> Supplied entries
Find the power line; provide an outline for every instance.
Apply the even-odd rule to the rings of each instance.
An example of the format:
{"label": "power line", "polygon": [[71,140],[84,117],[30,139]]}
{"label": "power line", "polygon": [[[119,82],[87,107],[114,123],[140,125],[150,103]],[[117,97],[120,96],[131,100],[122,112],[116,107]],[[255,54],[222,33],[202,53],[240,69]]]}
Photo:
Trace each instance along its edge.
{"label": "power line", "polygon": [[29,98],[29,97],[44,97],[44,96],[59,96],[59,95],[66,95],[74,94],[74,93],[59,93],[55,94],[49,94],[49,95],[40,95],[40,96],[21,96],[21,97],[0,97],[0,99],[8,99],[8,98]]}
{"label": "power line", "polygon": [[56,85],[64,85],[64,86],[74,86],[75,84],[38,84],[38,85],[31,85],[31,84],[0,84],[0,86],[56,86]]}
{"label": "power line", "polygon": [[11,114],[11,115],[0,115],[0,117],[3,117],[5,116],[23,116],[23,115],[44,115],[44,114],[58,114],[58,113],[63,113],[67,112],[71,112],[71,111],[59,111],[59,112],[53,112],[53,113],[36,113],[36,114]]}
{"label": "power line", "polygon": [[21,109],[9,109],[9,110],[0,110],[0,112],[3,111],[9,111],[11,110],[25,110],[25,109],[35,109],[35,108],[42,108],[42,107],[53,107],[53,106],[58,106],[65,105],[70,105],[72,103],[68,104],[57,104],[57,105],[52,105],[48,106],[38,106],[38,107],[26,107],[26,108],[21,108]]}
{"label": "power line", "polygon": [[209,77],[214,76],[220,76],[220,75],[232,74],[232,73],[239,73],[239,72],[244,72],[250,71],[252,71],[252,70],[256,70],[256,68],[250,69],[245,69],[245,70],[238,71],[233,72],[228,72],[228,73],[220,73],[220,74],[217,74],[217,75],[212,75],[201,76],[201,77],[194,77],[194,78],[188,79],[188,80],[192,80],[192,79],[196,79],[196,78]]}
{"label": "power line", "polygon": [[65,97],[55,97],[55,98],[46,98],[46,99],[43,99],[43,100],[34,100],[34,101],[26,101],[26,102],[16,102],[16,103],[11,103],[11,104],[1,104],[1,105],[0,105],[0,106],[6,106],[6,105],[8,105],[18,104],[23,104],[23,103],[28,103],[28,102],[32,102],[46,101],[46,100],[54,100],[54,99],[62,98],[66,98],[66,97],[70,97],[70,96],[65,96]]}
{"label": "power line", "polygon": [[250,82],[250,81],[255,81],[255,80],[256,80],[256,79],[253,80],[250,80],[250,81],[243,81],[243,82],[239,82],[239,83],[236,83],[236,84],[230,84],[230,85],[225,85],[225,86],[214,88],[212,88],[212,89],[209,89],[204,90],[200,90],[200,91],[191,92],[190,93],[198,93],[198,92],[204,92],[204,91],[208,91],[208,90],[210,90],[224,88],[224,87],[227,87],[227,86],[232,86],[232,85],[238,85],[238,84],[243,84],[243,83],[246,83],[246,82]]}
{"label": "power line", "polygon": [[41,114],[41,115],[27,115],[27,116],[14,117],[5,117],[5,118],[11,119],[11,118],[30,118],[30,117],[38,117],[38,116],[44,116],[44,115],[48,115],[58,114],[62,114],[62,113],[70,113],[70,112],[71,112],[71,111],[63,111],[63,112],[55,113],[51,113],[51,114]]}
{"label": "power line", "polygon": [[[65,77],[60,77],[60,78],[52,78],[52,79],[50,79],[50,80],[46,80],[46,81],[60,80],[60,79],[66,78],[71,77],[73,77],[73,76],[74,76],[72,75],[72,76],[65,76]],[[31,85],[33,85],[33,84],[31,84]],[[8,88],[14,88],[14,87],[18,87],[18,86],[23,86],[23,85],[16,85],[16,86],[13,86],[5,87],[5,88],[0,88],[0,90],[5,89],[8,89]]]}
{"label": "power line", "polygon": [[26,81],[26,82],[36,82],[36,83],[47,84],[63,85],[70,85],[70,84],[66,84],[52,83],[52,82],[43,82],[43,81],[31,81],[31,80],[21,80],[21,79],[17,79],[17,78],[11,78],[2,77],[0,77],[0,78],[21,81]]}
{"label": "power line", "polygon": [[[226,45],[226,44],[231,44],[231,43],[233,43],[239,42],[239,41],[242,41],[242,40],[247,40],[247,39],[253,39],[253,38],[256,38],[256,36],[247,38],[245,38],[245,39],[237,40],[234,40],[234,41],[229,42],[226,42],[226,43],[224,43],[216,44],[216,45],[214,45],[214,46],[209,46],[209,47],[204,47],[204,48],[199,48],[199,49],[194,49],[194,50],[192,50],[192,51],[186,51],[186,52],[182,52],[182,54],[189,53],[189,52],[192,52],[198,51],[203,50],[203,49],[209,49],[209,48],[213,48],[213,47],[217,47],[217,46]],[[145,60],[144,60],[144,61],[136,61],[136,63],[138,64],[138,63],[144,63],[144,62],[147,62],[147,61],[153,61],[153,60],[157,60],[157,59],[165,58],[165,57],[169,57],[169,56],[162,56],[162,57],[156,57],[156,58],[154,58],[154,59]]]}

> Exercise instructions
Repeat the data above exactly.

> The output
Find the power line; provide an outline for every instance.
Apply the even-odd rule to the rings of each instance.
An example of the format:
{"label": "power line", "polygon": [[71,140],[84,117],[30,139]]}
{"label": "power line", "polygon": [[[119,82],[87,107],[114,123],[140,125],[150,103]],[[117,97],[120,96],[131,100],[122,112],[116,107]],[[255,54],[222,33],[202,53],[240,69]]]}
Photo:
Trace each instance along its edge.
{"label": "power line", "polygon": [[29,98],[29,97],[44,97],[44,96],[59,96],[59,95],[66,95],[74,94],[74,93],[59,93],[55,94],[49,94],[49,95],[40,95],[40,96],[21,96],[21,97],[0,97],[0,99],[8,99],[8,98]]}
{"label": "power line", "polygon": [[56,85],[64,85],[64,86],[74,86],[75,84],[38,84],[38,85],[31,85],[31,84],[0,84],[0,86],[56,86]]}
{"label": "power line", "polygon": [[11,114],[11,115],[0,115],[0,117],[3,117],[5,116],[23,116],[23,115],[44,115],[44,114],[58,114],[58,113],[63,113],[67,112],[71,112],[71,111],[59,111],[59,112],[53,112],[53,113],[36,113],[36,114]]}
{"label": "power line", "polygon": [[21,109],[9,109],[9,110],[0,110],[0,112],[3,111],[9,111],[11,110],[25,110],[25,109],[35,109],[35,108],[42,108],[42,107],[53,107],[53,106],[58,106],[65,105],[70,105],[72,103],[68,104],[57,104],[57,105],[52,105],[48,106],[38,106],[38,107],[26,107],[26,108],[21,108]]}
{"label": "power line", "polygon": [[209,77],[214,76],[220,76],[220,75],[232,74],[232,73],[239,73],[239,72],[244,72],[250,71],[252,71],[252,70],[256,70],[256,68],[250,69],[245,69],[245,70],[238,71],[233,72],[228,72],[228,73],[220,73],[220,74],[217,74],[217,75],[212,75],[201,76],[201,77],[194,77],[194,78],[188,79],[188,80],[192,80],[192,79],[196,79],[196,78]]}
{"label": "power line", "polygon": [[65,97],[55,97],[55,98],[46,98],[46,99],[43,99],[43,100],[34,100],[34,101],[26,101],[26,102],[16,102],[16,103],[11,103],[11,104],[1,104],[1,105],[0,105],[0,106],[6,106],[6,105],[8,105],[18,104],[23,104],[23,103],[28,103],[28,102],[32,102],[46,101],[46,100],[54,100],[54,99],[62,98],[66,98],[66,97],[70,97],[70,96],[65,96]]}
{"label": "power line", "polygon": [[250,82],[250,81],[255,81],[255,80],[256,80],[256,79],[253,80],[250,80],[250,81],[243,81],[243,82],[239,82],[239,83],[236,83],[236,84],[230,84],[230,85],[225,85],[225,86],[214,88],[212,88],[212,89],[209,89],[204,90],[200,90],[200,91],[191,92],[190,93],[198,93],[198,92],[204,92],[204,91],[208,91],[208,90],[210,90],[224,88],[224,87],[227,87],[227,86],[232,86],[232,85],[238,85],[238,84],[243,84],[243,83],[246,83],[246,82]]}
{"label": "power line", "polygon": [[41,114],[41,115],[27,115],[27,116],[14,117],[5,117],[5,118],[11,119],[11,118],[30,118],[30,117],[38,117],[38,116],[44,116],[44,115],[48,115],[58,114],[62,114],[62,113],[70,113],[70,112],[71,112],[71,111],[63,111],[63,112],[55,113],[51,113],[51,114]]}
{"label": "power line", "polygon": [[[65,77],[60,77],[60,78],[52,78],[52,79],[50,79],[50,80],[46,80],[46,81],[60,80],[60,79],[66,78],[71,77],[73,77],[73,76],[74,76],[72,75],[72,76],[65,76]],[[31,85],[33,85],[33,84],[31,84]],[[8,88],[14,88],[14,87],[18,87],[18,86],[23,86],[23,85],[16,85],[16,86],[13,86],[5,87],[5,88],[0,88],[0,90],[5,89],[8,89]]]}
{"label": "power line", "polygon": [[26,81],[26,82],[36,82],[36,83],[47,84],[63,85],[70,85],[70,84],[66,84],[52,83],[52,82],[43,82],[43,81],[31,81],[31,80],[21,80],[21,79],[17,79],[17,78],[11,78],[2,77],[0,77],[0,78],[21,81]]}
{"label": "power line", "polygon": [[[226,45],[226,44],[231,44],[231,43],[233,43],[239,42],[239,41],[242,41],[242,40],[247,40],[247,39],[253,39],[253,38],[256,38],[256,36],[247,38],[245,38],[245,39],[237,40],[234,40],[234,41],[229,42],[226,42],[226,43],[224,43],[216,44],[216,45],[214,45],[214,46],[209,46],[209,47],[204,47],[204,48],[199,48],[199,49],[194,49],[194,50],[192,50],[192,51],[186,51],[186,52],[182,52],[182,54],[189,53],[189,52],[192,52],[198,51],[203,50],[203,49],[209,49],[209,48],[213,48],[213,47],[217,47],[217,46]],[[145,60],[144,60],[144,61],[136,61],[136,63],[138,64],[138,63],[144,63],[144,62],[147,62],[147,61],[153,61],[153,60],[157,60],[157,59],[165,58],[165,57],[169,57],[169,56],[162,56],[162,57],[156,57],[156,58],[154,58],[154,59]]]}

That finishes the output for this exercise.